- _Requirement 1_: Decide whether each statement, (a), (b) and (c), agrees with the Vendetta rangefinder thread below. Answer yes or no for each and quote the deciding words of the thread. (a) The poster ncarchery shot one on a Diamond Black Ice bow. (b) All four members of EMSBMR's hunting group kept theirs. (c) The poster jmp51483 says the device is legal in North Carolina.
- _Requirement 2_: Supply what follows the last line of the Vendetta rangefinder thread below, continuing it from the point where it stops.
+++ Provided passage +++
Hi, do you have to take the vendentta off the bow after you are done shooting the bow or do you have to leave it on the bow so you don't have to resight in the vendetta rangefinder ,thanx for the response


----------



## HuntWhenever (Jan 4, 2010)

Glad I ran into this. Got a buudy looking at one of these...didn't think it would fall into the "beam of light" rule :aww:


----------



## ncarchery (May 3, 2009)

recently shot one on a diamond black ice and it was pretty sweet. you could feel the weight but all in all a nice piece of equipment


----------



## jmp51483 (Jan 14, 2010)

I think I've just about convinced myself to get one... eliminates one more thing to worry about when you have Mr. Big walk out in front of you. Thank goodness that it's legal in North Carolina


----------



## JK360 (Jun 29, 2010)

Damn.... illegal in NJ too!


----------



## EMSBMR (May 22, 2008)

Four of us in my little hunting group bought them. All four of us took them back. Not worth the aggravation with the set up. Been using them since July 3rd.


----------



## buck can do (Dec 30, 2010)

*electronic hunting devices*

i dont unrdstand why certain states make the leupold vandetta illegal.they are only helping animal right activest.and costing there state money.andmaking it harder on us hunters.i think any device that helps range and animal and helps a hunter make a more ethicl kill,would definatly help the war against animal rihgt activest.


----------



## buck can do (Dec 30, 2010)

leupold has a online setup video. that is very easy to follow.for all that is having problems


----------



## Jabwa (Dec 10, 2004)
+++ Source material +++
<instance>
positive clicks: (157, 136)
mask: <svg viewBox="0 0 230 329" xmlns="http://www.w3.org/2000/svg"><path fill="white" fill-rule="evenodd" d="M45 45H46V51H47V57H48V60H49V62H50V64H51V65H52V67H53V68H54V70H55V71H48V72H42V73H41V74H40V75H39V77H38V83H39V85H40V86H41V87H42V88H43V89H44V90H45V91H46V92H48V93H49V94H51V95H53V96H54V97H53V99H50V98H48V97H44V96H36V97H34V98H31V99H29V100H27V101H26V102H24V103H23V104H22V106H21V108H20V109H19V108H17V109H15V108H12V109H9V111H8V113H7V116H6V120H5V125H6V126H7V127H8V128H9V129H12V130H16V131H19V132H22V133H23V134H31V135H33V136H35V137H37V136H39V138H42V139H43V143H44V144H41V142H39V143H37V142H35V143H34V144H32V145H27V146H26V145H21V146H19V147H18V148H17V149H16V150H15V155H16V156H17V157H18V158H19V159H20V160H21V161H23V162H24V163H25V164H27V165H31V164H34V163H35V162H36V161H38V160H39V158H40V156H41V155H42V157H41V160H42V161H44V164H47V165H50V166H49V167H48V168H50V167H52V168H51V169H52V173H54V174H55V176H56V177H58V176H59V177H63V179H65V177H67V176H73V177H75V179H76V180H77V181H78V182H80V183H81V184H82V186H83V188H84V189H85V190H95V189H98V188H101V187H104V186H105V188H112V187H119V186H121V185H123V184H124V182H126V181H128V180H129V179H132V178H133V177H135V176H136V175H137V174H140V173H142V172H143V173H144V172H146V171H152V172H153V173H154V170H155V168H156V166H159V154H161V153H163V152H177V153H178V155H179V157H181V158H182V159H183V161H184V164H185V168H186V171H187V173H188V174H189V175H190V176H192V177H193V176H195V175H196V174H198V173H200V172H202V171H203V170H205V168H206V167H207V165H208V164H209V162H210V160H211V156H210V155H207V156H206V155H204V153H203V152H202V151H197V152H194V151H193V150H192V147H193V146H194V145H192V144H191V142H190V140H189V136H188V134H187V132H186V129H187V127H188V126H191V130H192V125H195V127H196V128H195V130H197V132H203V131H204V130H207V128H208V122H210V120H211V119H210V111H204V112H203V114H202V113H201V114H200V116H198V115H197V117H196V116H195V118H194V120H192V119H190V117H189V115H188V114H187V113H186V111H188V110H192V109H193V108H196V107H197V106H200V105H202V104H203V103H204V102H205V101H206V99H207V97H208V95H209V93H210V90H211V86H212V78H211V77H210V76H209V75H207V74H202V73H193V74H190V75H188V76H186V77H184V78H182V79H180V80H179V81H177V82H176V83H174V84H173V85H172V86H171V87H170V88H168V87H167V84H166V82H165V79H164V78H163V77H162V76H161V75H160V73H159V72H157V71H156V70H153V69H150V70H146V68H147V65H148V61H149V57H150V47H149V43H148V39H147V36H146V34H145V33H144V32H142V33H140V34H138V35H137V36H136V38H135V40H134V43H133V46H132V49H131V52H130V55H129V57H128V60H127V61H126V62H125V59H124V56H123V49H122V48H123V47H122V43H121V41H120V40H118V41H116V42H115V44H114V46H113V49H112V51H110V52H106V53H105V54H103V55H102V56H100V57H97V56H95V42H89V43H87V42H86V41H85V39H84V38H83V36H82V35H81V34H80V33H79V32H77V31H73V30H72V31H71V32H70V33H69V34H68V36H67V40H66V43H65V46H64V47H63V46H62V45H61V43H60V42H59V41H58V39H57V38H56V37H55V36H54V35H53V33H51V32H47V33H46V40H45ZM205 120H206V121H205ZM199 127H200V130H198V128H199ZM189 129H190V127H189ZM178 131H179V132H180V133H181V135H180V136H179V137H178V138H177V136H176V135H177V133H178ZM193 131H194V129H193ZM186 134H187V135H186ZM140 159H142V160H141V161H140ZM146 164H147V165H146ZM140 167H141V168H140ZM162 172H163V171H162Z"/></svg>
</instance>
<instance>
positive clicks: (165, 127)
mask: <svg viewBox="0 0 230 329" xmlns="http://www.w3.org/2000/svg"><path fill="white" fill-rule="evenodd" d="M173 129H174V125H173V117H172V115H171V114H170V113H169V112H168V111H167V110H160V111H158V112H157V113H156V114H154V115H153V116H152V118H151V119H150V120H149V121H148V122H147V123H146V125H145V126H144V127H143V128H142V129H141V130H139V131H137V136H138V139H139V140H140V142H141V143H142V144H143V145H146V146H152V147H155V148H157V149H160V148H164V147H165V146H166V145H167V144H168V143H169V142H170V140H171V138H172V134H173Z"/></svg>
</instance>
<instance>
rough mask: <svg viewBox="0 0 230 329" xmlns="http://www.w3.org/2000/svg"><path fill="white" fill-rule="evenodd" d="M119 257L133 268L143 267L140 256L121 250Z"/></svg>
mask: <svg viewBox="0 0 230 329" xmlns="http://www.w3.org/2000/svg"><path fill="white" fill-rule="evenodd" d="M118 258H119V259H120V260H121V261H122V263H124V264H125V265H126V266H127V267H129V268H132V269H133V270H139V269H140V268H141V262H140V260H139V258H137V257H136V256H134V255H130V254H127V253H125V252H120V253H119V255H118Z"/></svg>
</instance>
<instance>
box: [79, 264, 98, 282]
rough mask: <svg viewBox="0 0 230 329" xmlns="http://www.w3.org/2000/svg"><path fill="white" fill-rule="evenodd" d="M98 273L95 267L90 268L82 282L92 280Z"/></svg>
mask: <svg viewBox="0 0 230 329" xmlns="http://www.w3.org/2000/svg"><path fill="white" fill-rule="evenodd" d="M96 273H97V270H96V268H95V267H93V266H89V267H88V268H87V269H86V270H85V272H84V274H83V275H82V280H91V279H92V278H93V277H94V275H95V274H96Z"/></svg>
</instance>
+++
+++ Source material +++
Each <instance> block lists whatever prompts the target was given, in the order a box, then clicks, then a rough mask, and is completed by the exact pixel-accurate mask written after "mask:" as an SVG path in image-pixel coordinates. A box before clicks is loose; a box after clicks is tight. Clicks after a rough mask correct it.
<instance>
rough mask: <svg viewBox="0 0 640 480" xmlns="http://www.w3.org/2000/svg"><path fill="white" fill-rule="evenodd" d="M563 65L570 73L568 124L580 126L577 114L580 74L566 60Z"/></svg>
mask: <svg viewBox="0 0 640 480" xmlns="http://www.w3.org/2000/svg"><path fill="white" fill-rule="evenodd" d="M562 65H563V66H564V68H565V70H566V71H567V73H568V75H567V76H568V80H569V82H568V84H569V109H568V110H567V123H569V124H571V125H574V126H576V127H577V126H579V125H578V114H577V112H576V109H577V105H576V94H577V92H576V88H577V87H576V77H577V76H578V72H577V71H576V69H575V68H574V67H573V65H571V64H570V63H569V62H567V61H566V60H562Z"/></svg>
+++
- _Reply 1_:
(a) Yes: "recently shot one on a diamond black ice and it was pretty sweet"
(b) No: "All four of us took them back."
(c) Yes: "Thank goodness that it's legal in North Carolina"

- _Reply 2_:
i think any device that helps range and animal and helps a hunter make a more ethicl kill,would definatly help the war against animal rihgt activest. 

So why not use heat seeking rockets? It is hunting, man, not killing! Hunting involves a number of human decisions as to what is an ethical shot. Unfortunately, sometimes we are wrong, and then we, as well as the animal, have to live with the consequences of our actions.
Of course, the liberal anti-hunting establishment doesn't understand "consequences". They don't agree that the animal should have to live with the consequences of our actions anymore than humans should have to live with the consequences of their actions!


----------



## hutch80 (Sep 17, 2010)

I read in another forum that in Ohio you can use the Vendetta as long as the laser has been diabled. I guess you would have to do this after you sight it in, the laser is only used to sight the vendetta to your pins. But again, that is just what I read. I think I may send a message to ODNR to verify this, and if its legal I may get one myself!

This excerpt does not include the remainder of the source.